TO DO ::
List every line of the records below that contains the string "bark", copying each such line in full.

SUPPLIED RECORDS ::
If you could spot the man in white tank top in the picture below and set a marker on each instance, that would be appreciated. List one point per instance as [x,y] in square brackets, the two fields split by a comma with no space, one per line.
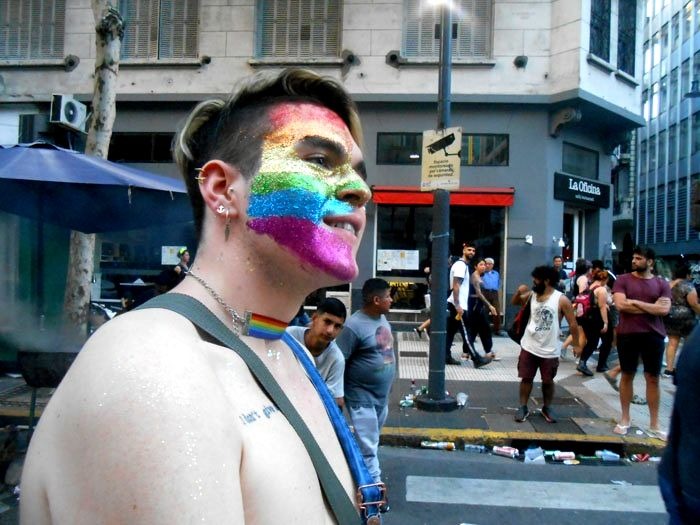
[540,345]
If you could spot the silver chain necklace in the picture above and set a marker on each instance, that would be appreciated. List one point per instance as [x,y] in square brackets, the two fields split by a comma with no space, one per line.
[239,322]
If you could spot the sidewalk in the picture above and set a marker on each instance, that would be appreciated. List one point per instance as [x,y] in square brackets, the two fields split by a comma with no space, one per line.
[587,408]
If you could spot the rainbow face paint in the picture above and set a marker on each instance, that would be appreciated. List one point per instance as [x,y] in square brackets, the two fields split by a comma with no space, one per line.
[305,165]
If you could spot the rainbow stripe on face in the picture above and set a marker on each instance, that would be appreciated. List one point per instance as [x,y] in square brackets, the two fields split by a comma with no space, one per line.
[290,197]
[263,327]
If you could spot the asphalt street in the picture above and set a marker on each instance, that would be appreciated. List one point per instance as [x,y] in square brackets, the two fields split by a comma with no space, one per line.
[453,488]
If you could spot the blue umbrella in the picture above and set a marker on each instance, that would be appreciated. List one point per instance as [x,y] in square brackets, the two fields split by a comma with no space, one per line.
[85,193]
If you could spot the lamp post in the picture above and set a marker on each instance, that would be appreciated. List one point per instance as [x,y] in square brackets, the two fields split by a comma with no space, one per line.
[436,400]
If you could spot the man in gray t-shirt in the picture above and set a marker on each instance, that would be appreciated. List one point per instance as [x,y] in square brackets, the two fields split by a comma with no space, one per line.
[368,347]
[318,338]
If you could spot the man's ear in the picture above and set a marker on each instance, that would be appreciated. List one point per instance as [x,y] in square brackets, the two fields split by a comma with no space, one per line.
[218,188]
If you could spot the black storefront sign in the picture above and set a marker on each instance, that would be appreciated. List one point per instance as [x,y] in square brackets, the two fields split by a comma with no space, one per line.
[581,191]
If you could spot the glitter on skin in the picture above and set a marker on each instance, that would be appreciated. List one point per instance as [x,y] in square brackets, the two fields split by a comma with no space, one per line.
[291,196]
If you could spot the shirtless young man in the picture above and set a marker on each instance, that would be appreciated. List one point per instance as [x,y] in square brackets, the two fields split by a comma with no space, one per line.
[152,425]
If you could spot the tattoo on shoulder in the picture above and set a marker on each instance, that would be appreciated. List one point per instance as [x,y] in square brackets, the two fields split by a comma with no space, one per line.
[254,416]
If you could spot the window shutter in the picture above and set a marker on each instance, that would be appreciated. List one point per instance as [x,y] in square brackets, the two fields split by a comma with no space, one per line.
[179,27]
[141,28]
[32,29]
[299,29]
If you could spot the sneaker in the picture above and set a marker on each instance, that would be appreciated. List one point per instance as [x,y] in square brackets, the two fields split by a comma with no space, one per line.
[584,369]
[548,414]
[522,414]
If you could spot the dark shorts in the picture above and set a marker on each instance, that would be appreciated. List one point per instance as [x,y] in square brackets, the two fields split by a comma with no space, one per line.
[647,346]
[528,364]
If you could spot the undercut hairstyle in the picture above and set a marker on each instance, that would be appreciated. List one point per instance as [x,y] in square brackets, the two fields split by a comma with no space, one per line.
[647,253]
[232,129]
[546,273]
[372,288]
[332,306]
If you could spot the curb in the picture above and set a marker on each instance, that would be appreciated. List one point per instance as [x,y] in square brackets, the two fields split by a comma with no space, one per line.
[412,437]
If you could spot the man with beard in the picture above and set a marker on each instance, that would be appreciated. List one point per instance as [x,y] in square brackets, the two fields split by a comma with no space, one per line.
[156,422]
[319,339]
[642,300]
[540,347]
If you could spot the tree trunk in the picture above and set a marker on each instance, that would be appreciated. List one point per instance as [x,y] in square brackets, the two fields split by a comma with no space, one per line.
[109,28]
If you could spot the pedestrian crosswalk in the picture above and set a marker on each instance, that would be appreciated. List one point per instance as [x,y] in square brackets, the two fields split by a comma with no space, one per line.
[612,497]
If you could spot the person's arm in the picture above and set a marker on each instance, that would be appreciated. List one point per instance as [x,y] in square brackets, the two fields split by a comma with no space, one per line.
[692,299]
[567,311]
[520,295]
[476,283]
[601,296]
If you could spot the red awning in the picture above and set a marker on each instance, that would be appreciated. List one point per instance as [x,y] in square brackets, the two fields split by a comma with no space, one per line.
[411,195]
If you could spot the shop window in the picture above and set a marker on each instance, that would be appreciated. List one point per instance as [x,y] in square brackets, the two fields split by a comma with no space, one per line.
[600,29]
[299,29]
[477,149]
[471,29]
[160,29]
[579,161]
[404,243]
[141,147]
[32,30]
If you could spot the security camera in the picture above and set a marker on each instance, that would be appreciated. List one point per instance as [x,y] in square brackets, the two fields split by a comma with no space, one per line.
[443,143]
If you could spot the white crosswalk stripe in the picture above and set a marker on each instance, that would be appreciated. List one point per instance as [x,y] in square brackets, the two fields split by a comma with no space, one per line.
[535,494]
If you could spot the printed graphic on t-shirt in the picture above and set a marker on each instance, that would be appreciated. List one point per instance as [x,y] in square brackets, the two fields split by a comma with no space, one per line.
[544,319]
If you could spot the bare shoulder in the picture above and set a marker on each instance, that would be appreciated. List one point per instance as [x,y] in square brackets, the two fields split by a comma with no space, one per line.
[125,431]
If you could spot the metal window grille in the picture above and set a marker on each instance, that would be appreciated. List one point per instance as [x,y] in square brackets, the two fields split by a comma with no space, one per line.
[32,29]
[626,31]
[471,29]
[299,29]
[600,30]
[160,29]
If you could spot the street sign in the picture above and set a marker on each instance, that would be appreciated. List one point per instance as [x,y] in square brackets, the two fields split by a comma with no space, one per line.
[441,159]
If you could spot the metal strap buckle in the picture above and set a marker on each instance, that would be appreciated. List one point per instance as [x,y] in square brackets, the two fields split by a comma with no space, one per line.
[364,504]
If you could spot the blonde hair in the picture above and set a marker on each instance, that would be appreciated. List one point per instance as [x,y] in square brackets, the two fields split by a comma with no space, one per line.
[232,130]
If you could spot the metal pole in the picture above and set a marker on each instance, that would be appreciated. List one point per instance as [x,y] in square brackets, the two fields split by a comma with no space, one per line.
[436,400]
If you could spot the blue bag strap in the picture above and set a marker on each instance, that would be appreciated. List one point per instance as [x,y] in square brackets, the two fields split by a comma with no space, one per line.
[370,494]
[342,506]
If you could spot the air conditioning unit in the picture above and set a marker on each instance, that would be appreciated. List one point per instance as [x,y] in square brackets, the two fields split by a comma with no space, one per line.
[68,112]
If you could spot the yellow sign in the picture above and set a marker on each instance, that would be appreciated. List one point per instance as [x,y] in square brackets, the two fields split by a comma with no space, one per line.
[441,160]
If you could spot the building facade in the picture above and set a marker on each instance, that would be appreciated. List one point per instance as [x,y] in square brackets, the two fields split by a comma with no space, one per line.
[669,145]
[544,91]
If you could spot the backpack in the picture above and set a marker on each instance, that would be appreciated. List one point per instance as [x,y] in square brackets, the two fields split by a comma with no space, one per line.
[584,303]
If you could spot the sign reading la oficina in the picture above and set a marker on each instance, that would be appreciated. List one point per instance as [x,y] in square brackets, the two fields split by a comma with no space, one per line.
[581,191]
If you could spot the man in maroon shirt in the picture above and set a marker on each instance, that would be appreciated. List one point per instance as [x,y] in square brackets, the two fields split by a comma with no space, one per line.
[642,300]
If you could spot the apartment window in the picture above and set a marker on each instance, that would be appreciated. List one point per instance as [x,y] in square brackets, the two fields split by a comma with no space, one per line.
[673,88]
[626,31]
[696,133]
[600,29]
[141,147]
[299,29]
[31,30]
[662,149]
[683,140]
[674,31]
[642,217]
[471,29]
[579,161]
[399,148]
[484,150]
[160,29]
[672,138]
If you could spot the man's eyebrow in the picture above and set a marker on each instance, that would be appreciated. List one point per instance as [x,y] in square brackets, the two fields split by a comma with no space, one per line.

--

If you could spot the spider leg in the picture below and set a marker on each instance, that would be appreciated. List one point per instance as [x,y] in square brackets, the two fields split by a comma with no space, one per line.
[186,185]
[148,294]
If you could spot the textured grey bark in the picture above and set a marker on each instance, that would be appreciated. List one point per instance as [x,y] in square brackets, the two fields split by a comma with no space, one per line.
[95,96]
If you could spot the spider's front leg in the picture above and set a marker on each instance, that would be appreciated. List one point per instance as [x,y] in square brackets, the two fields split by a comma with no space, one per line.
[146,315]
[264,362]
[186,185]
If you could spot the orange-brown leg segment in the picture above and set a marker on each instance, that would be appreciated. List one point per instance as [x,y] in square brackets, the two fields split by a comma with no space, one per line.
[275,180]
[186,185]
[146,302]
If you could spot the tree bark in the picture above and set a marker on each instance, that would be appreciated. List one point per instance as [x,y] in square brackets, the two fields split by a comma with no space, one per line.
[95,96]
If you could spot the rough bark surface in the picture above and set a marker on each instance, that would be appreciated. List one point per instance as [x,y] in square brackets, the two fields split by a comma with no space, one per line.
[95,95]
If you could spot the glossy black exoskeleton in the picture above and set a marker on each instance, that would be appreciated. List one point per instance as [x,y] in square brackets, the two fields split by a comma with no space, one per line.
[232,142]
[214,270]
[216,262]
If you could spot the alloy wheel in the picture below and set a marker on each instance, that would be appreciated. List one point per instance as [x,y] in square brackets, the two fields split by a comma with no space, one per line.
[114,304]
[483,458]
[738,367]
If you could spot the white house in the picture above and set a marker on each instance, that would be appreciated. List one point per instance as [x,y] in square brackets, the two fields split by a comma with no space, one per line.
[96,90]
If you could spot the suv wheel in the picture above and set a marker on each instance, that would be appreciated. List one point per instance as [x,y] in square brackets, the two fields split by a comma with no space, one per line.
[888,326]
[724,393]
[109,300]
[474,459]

---

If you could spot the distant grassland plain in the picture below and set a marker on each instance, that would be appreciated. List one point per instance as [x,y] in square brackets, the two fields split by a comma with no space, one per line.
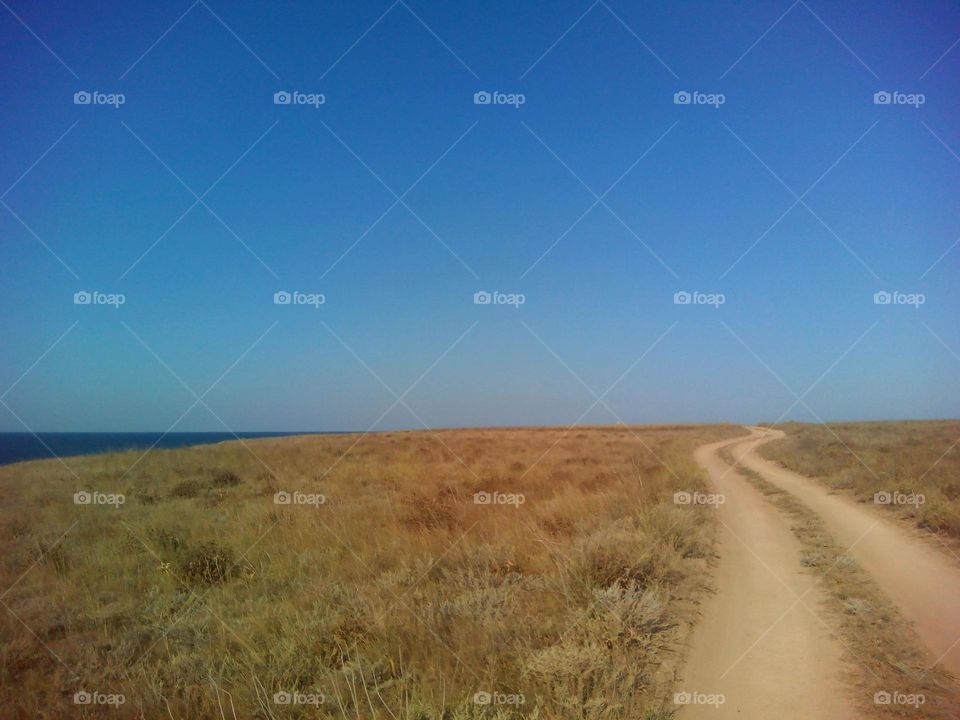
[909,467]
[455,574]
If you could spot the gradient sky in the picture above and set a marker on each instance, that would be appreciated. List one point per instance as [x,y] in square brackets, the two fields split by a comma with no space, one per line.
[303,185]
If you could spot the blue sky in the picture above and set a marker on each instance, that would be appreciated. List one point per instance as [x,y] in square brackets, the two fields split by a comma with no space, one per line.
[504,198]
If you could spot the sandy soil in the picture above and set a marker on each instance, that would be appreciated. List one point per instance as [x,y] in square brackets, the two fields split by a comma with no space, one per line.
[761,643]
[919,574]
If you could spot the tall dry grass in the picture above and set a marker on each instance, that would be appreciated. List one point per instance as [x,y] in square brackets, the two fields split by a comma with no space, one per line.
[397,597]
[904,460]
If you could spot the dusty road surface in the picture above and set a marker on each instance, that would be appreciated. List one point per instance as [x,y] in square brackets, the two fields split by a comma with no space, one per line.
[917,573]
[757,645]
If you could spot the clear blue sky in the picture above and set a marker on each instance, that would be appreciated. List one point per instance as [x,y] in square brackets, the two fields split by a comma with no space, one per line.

EXERCISE RESULT ::
If you could spot the textured grey bark in the picture above and set a marker on each instance, that would be appreciated. List one point per instance as [x,y] in square brackets, the two fields split by a comma with no space, one per line.
If you could spot the tree bark in the picture above and set a marker on each instance, that would be appreciated. List one point per instance as [x,y] in square brackets, the two fields split by a comma with no space, one per line.
If you could spot the rough bark surface in the picture above and set a marker on each instance, that would be appreciated. List one point per instance as [x,y] in square brackets, the two fields split by a comma with no space, one per line.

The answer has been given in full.